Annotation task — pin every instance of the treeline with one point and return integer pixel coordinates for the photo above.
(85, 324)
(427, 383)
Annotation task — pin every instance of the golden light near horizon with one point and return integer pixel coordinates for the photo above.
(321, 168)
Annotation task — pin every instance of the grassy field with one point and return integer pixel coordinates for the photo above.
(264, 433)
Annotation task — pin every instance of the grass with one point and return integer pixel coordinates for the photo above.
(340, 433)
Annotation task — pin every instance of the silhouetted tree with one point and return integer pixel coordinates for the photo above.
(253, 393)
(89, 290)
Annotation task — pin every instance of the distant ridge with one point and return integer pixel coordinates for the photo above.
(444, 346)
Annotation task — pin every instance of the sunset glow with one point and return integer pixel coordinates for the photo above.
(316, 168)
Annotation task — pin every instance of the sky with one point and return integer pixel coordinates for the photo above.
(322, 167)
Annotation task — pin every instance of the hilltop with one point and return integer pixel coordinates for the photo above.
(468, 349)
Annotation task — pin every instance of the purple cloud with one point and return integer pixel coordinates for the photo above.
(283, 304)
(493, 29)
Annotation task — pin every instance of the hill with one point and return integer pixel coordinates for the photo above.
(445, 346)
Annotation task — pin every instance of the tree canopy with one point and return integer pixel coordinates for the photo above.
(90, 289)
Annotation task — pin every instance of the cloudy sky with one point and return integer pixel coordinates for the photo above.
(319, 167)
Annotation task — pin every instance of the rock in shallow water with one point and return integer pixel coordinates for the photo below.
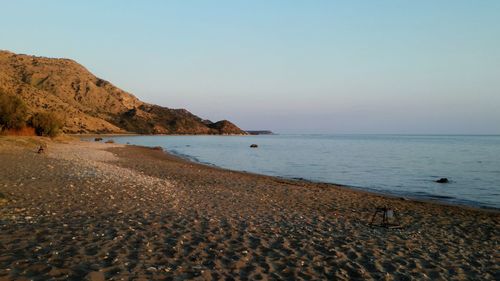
(443, 180)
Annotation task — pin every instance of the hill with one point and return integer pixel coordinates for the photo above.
(92, 105)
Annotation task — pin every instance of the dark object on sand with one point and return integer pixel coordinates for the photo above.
(443, 180)
(389, 217)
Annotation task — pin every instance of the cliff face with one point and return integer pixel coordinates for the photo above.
(92, 105)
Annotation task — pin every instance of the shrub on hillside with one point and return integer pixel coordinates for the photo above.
(47, 123)
(13, 112)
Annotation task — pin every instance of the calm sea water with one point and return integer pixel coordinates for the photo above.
(403, 165)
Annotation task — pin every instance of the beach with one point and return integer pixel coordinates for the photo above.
(95, 211)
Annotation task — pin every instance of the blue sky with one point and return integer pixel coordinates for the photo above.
(288, 66)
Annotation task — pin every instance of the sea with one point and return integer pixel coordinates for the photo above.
(399, 165)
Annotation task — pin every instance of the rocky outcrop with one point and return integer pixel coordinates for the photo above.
(92, 105)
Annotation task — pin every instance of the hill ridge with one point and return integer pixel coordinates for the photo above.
(90, 104)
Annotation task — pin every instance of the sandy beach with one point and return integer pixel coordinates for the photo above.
(95, 211)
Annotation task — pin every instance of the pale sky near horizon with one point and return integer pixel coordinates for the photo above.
(289, 66)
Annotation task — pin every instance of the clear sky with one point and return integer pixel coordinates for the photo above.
(289, 66)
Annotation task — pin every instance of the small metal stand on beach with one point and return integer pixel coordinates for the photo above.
(389, 217)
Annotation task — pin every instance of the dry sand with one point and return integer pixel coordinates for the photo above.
(105, 211)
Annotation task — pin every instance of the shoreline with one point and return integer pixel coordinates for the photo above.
(333, 185)
(408, 197)
(87, 209)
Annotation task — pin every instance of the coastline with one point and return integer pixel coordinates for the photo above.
(207, 222)
(334, 185)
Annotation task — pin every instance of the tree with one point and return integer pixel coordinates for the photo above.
(13, 112)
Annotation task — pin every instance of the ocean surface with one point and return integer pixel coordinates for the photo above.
(401, 165)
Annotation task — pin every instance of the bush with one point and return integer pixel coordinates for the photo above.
(47, 123)
(13, 112)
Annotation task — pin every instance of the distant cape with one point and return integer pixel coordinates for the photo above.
(92, 105)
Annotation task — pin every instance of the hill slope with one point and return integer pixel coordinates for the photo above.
(93, 105)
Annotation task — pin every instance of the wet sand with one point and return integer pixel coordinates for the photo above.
(94, 211)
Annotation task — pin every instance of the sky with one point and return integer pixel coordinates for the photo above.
(398, 67)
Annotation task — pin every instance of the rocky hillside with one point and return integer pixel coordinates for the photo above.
(92, 105)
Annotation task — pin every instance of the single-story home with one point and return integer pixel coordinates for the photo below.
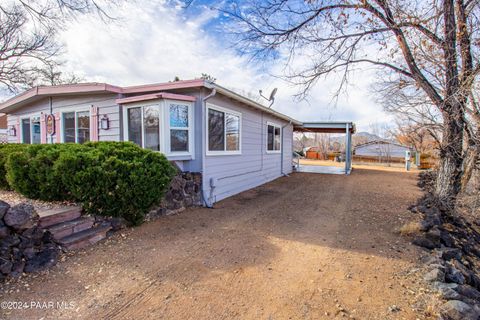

========================================================================

**WHAT IS EXPECTED:** This calls for an exact copy of all the entries above, with the pictures omitted.

**SOLUTION FOR THIS PROBLEM:**
Annotation task — pin every instance of the treeline with one point and return integer pixel coordinates for the photo above.
(85, 324)
(427, 383)
Annotation task — pin every instance of the golden light near horizon with one point and return integer pixel coordinates for the photo above.
(321, 168)
Annotation task — pin every instance of the grassy field with one point and return integer pixel coordinates for the photo above.
(264, 433)
Annotation task — pin every instance of the grass with one point and return integer pixel coordinates for the photo above.
(340, 433)
Annotation task — pin every instance of the silhouetted tree with one point and return integer pixel coordinates for the photo above.
(253, 393)
(89, 290)
Annotation task — pin every instance of the distant ridge with one point and return integer pixel coordinates for the photo above.
(444, 346)
Annotation task — pin every instance of the sunset glow with one point and return integer pixel coordinates for the photo above.
(316, 168)
Annotation task — pin every instance of the sky with one point and return integer pixel coordinates for the photo above.
(322, 167)
Annotation task — pin every instance of the hilltop with one point and return integer pixel coordinates for the photo above.
(468, 349)
Annotation task — pin every instance of the purple cloud with one point and return integer pixel coordinates for the photo above.
(283, 304)
(493, 29)
Annotation task — pin every instance of the hill with one point and return integer pixel coordinates for the photo above.
(445, 346)
Annotation task — pin every instance of the tree canopy with one point and return integer pixel coordinates for the photo above.
(90, 289)
Annotation task — pin every instance of the cloudy sky with one point and return integer pixel coordinates for the photo above.
(319, 167)
Annotation task — pin every instance of the rock in shallow water with one point and return integer pixel coordinates for the photo below.
(443, 180)
Annotation task — pin every instance of the hill with one point and return integer pixel coordinates for the photo above.
(92, 105)
Annotation task — pin every instance of the dark object on sand with one point and return integer pixel coordinates for the photo above.
(443, 180)
(389, 217)
Annotation task — pin every instance of the cliff face with one point and return integer pixel coordinates for the photo above.
(92, 105)
Annotation task — pin every instance of the shrub on hillside with one point and return integer pixel coordinates for the photo above.
(47, 123)
(13, 112)
Annotation task — pin every instance of the calm sea water with one point and return integer pixel coordinates for the photo above.
(403, 165)
Annotation task — pin every instance of the beach with one point and return integer pixel coordinates for the photo above.
(95, 211)
Annotation task — pin every instance of the blue sky with one point and return integer pixel coordinates for the photo above.
(288, 66)
Annotation task — pin every instance of the sea with one point and return integer pixel coordinates for the photo above.
(399, 165)
Annotation task — pin every instance of the rocky outcrop with one point and return integer pixel coordinates for the photo above.
(92, 105)
Annotation task — pin every instance of the hill ridge with one point and return integer pixel coordinates for the photo above.
(90, 104)
Annotation task — pin every instance of the sandy beach with one point and return integer pixel coordinates for the photo above.
(95, 211)
Annotation task — pin every instance of the pale sky near horizon with one point and return integer pixel coordinates for the photo above.
(289, 66)
Annotation task — pin every instance of the clear sky with one point and return integer pixel coordinates for the photo above.
(289, 66)
Annotation task — pin every instance of the small metal stand on beach with one point and return integer pixel coordinates for the photo above.
(389, 217)
Annotation task — pin every instance of the dry sand with one point and return integer pixel coordinates for the photo above.
(105, 211)
Annotation task — pin every instance of the shoreline with one point and return integer pixel coordinates for the photo above.
(333, 185)
(408, 197)
(87, 209)
Annotation task — pin every instance of the coastline with one point and return integer pixel coordinates for the photo above.
(207, 222)
(334, 185)
Annotation task — pin every instance of the tree with one point and return integer pixel coordinates for the photo above.
(13, 112)
Annotation task — pin every instance of the ocean surface with one point and return integer pixel coordinates for the photo above.
(401, 165)
Annotation task — pin every instance of the bush with one point and return integer pixel coordinates for the photo above.
(47, 123)
(13, 112)
Annotation task — pin every instance of the distant cape with one point and return integer pixel coordinates for the photo above.
(92, 105)
Annotation task — pin every instance of the hill slope with one point and return integer pixel coordinates for the photo above.
(93, 105)
Annotation task — pin every instance of the wet sand with one point and return integer pixel coordinates for the photo above.
(94, 211)
Annotation task — pin every instance of the sky with one point and return integer pixel coordinates for the photo above.
(398, 67)
Annotation task — pin every instance of the rocky hillside with one point and return integer pixel coordinates for the photo above.
(92, 105)
Annotation task — pin every instance of the single-story home with one point and return integer pixel coordinates for the photo below.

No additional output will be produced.